* Required work:
Write out again the stretch from the line containing "TARGET = wooden chair leg" through the end of the records, keeping every line and changing only the point coordinates in the answers. Scale each coordinate by 1.25 and round it to a whole number, with halves rounded up.

* Given entries:
· · · · · · ·

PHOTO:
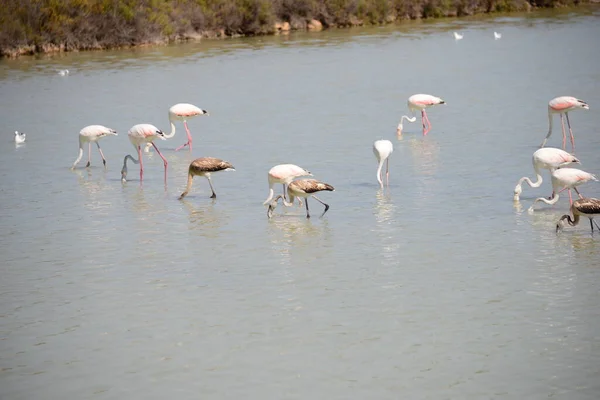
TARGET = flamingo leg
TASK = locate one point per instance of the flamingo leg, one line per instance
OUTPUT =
(89, 155)
(141, 164)
(571, 133)
(189, 142)
(428, 122)
(161, 156)
(320, 201)
(562, 123)
(101, 154)
(214, 196)
(387, 171)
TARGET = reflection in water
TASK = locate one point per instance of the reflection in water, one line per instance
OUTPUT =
(386, 227)
(204, 219)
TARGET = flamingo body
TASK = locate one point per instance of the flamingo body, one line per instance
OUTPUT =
(304, 188)
(141, 134)
(91, 134)
(284, 174)
(584, 207)
(382, 150)
(548, 158)
(565, 179)
(562, 105)
(20, 137)
(419, 102)
(204, 167)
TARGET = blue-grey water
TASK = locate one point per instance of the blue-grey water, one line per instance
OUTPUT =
(439, 287)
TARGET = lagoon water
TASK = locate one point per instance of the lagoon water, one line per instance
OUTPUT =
(439, 287)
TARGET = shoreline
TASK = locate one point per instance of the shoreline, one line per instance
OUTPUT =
(276, 23)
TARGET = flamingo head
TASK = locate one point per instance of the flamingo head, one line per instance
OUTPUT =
(160, 134)
(518, 191)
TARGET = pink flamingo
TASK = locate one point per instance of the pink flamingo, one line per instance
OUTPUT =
(284, 174)
(421, 102)
(566, 179)
(547, 158)
(138, 134)
(89, 134)
(562, 105)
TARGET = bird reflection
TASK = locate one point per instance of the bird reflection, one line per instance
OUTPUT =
(384, 210)
(204, 217)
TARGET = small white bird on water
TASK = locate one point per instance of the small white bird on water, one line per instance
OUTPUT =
(382, 150)
(19, 137)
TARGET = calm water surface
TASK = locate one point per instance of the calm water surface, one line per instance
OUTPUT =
(439, 287)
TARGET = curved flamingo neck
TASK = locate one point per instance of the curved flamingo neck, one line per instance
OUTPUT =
(379, 167)
(172, 133)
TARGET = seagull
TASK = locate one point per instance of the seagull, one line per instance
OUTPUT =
(19, 137)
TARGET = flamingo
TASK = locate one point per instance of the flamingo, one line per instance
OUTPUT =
(138, 134)
(586, 207)
(302, 188)
(547, 158)
(566, 179)
(284, 174)
(400, 126)
(382, 150)
(562, 105)
(421, 102)
(181, 112)
(89, 134)
(204, 167)
(20, 137)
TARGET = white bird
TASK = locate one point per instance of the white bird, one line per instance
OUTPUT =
(284, 174)
(585, 207)
(545, 158)
(562, 105)
(566, 179)
(302, 188)
(89, 134)
(19, 137)
(382, 150)
(401, 127)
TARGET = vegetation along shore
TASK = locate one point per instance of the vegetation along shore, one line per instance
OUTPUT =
(42, 26)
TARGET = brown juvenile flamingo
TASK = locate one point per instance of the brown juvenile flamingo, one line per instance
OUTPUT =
(302, 188)
(421, 102)
(562, 105)
(138, 135)
(204, 167)
(89, 134)
(585, 207)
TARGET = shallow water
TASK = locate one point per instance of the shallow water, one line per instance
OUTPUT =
(438, 287)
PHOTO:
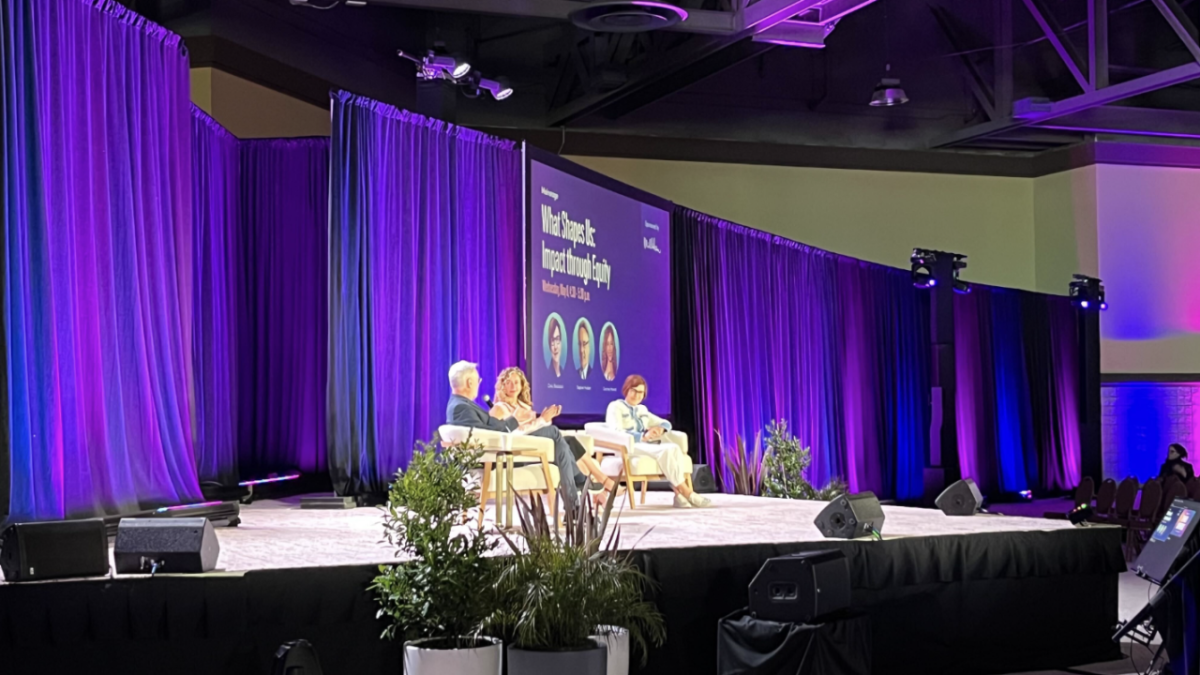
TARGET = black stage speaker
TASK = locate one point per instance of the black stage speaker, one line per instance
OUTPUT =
(851, 517)
(960, 499)
(799, 587)
(52, 550)
(173, 545)
(702, 479)
(298, 657)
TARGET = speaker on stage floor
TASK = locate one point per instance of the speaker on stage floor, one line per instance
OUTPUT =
(702, 479)
(801, 587)
(53, 550)
(173, 545)
(960, 499)
(851, 517)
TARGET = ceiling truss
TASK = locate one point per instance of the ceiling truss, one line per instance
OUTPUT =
(1087, 112)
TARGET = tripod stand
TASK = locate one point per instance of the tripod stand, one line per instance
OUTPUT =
(1135, 625)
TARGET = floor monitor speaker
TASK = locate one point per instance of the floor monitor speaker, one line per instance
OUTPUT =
(850, 517)
(53, 550)
(801, 587)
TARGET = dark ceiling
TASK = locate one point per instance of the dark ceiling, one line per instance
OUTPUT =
(952, 58)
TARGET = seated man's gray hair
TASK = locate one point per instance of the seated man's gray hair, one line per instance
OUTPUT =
(459, 374)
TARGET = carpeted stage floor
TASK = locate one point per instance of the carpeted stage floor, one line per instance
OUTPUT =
(279, 535)
(981, 595)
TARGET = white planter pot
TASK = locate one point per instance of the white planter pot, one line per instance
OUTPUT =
(616, 639)
(420, 657)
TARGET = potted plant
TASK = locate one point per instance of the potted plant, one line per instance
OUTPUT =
(558, 596)
(785, 466)
(438, 597)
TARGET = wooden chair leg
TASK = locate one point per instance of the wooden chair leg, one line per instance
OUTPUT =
(483, 491)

· · · · · · ·

* Task response:
TARGET = wooden chair leg
TASK = locate one point per instance of the wooden chair leg, one line per instance
OUTPUT =
(604, 614)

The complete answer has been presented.